TEXT start

The returned reunite with their former loved ones: the mayor's wife Martha with the mayor, 6-year-old Sylvain with his parents, young Mathieu, with his wife Rachel.

Rachel is initially reluctant to see Mathieu, until one day he follows her home, acting as though he never left. Rachel eventually accepts him and the two make love. In addition to the nocturnal meetings of the returned, Gardet also observes the gradual reunion of Rachel and Mathieu with growing concern, but when warning Rachel of possible danger, she rebuffs him.

One evening a series of explosions tears through the town, seemingly detonated by the returned in an act of mass sabotage but without inflicting any casualties. In the chaos the returned head for a network of tunnels. The mayor attempts to stop his wife from leaving but begins to feel ill and after Martha urges him to "give in", apparently dies only to appear among the returned. The military responds by gassing the returned with a chemical that induces permanent coma.

TEXT end
SUPPLIED RECORDS start

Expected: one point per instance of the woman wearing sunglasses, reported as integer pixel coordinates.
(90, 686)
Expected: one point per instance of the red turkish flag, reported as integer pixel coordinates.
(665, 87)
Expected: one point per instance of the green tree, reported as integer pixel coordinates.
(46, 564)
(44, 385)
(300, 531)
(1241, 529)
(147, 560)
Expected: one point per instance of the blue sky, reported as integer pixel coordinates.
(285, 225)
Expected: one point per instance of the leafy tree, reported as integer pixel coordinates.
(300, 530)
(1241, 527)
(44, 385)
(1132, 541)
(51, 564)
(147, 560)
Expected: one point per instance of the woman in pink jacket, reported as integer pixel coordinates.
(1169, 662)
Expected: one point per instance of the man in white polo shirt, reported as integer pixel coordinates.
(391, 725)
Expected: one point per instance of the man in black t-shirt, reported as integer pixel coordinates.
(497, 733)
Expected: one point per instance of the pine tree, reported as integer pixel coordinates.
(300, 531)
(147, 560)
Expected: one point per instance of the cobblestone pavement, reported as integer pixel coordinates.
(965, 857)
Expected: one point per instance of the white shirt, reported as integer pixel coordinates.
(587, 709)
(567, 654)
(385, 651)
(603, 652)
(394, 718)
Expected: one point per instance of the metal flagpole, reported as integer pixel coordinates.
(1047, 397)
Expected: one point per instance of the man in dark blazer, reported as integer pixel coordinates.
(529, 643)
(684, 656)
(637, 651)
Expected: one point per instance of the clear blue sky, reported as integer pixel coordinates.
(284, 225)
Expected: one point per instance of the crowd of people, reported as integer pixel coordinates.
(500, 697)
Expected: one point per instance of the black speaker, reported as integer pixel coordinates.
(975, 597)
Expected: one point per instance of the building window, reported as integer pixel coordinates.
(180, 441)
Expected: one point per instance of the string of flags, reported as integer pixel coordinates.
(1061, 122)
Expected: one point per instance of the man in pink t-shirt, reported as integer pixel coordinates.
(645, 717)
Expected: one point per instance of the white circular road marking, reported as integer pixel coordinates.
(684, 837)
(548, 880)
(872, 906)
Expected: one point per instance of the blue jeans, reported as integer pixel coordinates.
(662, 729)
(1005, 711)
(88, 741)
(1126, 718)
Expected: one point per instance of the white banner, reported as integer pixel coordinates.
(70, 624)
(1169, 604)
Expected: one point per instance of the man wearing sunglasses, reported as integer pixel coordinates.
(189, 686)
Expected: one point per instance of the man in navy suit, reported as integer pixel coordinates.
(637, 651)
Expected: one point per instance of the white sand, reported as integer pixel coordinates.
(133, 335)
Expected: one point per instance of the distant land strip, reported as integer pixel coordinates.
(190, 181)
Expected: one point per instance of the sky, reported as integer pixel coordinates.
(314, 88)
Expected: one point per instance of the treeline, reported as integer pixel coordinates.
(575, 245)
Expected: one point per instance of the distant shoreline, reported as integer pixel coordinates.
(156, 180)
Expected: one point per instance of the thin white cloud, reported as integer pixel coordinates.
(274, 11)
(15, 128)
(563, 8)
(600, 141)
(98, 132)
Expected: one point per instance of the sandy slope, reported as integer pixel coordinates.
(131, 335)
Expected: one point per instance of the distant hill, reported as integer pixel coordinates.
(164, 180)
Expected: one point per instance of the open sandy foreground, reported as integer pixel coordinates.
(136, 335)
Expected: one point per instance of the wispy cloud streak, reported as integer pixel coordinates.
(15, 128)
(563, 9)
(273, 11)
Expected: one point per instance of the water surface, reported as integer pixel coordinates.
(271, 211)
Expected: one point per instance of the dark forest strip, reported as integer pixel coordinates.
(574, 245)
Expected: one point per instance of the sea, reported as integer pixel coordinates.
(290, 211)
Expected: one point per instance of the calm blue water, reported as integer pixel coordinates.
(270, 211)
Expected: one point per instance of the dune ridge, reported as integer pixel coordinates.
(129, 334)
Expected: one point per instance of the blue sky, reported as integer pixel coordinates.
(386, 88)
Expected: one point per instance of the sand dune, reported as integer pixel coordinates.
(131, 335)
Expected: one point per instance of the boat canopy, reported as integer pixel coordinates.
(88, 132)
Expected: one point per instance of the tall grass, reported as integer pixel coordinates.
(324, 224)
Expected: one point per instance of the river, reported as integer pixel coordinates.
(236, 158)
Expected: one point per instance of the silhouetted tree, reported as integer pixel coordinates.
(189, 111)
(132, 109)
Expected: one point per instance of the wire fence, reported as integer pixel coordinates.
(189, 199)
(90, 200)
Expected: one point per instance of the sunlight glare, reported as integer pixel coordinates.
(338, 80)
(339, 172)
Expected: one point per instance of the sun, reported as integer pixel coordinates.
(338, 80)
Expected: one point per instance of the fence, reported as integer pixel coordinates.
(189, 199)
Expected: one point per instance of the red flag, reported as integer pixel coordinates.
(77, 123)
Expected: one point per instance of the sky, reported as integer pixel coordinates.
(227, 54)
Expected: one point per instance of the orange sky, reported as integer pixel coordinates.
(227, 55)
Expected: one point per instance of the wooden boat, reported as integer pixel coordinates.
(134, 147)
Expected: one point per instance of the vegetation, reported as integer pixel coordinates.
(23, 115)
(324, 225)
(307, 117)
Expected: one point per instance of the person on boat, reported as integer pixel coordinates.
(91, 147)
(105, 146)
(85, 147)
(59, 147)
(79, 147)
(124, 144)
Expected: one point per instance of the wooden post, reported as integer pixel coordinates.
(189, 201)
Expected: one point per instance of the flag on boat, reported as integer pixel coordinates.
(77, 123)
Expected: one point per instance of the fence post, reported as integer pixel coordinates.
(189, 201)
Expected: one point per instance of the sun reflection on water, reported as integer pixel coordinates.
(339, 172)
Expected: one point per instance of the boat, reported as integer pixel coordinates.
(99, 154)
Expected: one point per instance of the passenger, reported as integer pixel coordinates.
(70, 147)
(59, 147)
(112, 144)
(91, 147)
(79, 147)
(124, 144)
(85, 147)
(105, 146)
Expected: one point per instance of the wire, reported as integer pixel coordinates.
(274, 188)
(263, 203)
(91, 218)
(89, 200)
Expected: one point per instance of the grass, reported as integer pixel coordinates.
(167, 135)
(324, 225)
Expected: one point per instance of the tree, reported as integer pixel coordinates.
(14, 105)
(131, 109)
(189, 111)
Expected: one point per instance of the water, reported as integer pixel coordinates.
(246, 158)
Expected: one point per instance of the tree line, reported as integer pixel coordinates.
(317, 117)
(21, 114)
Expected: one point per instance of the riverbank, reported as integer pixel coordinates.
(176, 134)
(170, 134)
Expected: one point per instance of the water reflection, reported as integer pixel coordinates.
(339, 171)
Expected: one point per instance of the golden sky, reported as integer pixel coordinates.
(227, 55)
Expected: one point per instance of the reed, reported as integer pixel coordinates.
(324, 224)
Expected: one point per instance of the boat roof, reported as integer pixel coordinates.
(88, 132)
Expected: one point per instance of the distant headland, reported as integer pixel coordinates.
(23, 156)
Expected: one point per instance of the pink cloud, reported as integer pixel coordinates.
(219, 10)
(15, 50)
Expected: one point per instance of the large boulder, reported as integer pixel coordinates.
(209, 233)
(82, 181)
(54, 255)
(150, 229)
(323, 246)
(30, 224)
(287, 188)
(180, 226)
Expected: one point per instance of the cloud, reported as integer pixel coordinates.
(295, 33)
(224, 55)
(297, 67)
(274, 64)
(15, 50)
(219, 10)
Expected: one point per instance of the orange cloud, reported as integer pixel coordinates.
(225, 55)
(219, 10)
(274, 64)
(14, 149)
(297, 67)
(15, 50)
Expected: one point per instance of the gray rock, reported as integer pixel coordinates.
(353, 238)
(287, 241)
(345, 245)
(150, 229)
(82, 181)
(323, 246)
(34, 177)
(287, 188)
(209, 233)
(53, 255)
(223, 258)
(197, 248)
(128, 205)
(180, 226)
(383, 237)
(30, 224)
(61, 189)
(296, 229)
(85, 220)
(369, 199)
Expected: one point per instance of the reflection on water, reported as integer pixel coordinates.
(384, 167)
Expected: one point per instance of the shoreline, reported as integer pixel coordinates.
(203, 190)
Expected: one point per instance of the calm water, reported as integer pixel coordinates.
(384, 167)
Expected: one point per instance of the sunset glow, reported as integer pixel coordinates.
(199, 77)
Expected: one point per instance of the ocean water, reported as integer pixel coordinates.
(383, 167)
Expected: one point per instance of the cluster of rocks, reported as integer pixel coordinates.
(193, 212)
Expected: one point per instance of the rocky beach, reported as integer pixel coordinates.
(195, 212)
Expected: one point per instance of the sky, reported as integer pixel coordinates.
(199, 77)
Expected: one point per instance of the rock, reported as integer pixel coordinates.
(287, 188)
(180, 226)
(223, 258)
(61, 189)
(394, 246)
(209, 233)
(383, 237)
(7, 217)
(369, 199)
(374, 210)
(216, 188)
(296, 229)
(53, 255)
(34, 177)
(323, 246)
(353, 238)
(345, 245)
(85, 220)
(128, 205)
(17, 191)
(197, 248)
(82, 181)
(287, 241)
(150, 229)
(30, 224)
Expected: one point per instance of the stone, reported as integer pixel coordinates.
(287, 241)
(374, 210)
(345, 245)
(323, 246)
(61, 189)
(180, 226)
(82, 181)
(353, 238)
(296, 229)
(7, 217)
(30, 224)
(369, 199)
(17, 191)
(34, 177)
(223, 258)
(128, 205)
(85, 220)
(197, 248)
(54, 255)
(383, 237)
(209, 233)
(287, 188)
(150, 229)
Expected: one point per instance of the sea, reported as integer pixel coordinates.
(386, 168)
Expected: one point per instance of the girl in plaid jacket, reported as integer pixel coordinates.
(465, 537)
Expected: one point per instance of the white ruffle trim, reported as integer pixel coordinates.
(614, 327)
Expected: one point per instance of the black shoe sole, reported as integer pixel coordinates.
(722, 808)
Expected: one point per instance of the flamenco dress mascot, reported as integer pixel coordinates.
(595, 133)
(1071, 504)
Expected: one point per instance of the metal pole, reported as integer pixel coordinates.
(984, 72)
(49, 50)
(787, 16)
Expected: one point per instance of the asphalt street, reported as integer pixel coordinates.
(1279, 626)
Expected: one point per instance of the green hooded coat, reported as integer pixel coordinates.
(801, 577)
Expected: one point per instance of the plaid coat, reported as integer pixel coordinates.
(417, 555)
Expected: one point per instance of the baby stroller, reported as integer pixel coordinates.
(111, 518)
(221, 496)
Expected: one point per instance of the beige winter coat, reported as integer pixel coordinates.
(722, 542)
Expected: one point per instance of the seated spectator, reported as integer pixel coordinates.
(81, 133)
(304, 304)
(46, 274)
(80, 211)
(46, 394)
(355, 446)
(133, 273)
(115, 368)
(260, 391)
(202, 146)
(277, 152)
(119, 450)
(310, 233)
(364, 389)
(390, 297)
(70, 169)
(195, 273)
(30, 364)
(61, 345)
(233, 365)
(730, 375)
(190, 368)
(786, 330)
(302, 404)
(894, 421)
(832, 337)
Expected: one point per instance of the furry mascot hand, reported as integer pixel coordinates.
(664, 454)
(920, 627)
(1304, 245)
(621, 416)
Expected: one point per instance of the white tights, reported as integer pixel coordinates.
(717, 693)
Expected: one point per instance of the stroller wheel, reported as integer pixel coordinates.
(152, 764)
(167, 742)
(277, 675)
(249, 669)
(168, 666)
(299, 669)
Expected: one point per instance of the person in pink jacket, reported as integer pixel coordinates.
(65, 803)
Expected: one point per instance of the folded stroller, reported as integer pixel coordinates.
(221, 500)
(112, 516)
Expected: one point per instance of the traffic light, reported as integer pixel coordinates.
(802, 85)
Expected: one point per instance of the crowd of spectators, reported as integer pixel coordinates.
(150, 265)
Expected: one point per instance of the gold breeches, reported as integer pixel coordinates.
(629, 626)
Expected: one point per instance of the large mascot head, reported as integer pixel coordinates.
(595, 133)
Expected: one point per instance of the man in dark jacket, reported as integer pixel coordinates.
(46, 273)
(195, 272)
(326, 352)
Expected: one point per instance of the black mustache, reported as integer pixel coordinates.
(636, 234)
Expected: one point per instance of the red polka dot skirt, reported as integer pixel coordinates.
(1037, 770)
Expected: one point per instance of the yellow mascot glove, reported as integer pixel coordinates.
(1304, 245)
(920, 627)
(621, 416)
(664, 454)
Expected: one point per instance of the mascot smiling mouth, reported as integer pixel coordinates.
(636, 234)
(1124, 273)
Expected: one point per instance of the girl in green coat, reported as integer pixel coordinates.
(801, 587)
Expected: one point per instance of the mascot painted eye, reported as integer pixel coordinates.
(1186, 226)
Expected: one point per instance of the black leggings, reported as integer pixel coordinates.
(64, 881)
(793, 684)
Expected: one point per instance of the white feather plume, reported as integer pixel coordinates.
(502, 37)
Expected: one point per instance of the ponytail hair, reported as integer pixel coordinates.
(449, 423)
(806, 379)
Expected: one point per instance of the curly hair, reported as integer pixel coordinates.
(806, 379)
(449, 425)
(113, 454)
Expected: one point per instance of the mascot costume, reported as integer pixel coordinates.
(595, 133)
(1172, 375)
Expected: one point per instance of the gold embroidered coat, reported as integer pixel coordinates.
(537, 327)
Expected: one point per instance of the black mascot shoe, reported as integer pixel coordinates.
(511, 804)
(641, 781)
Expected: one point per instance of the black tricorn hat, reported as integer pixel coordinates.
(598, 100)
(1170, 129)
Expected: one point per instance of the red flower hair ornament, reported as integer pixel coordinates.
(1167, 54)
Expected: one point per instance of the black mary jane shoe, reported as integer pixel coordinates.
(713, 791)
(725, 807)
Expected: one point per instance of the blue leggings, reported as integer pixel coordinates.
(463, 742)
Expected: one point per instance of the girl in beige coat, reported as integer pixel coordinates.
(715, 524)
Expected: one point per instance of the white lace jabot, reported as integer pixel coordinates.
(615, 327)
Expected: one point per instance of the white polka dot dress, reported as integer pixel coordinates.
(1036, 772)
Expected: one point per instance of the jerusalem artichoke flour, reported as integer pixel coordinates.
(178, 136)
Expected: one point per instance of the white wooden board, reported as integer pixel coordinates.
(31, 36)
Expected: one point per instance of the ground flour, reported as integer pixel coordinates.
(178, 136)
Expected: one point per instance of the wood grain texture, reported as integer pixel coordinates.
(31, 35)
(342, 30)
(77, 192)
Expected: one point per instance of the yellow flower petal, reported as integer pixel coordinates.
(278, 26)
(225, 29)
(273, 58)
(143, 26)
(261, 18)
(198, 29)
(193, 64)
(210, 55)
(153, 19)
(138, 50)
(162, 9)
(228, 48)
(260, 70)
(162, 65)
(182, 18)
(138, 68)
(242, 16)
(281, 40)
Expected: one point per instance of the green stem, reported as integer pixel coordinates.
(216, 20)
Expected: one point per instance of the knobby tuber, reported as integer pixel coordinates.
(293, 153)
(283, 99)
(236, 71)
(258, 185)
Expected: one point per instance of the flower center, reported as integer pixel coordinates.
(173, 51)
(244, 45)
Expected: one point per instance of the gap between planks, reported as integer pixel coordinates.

SUPPLIED RECORDS end

• [REQUIRED WORK]:
Reproduce everything in the plot summary from "Rachel is initially" down to "induces permanent coma.".

• [TASK RESULT]:
Rachel is initially reluctant to see Mathieu, until one day he follows her home, acting as though he never left. Rachel eventually accepts him and the two make love. In addition to the nocturnal meetings of the returned, Gardet also observes the gradual reunion of Rachel and Mathieu with growing concern, but when warning Rachel of possible danger, she rebuffs him.

One evening a series of explosions tears through the town, seemingly detonated by the returned in an act of mass sabotage but without inflicting any casualties. In the chaos the returned head for a network of tunnels. The mayor attempts to stop his wife from leaving but begins to feel ill and after Martha urges him to "give in", apparently dies only to appear among the returned. The military responds by gassing the returned with a chemical that induces permanent coma.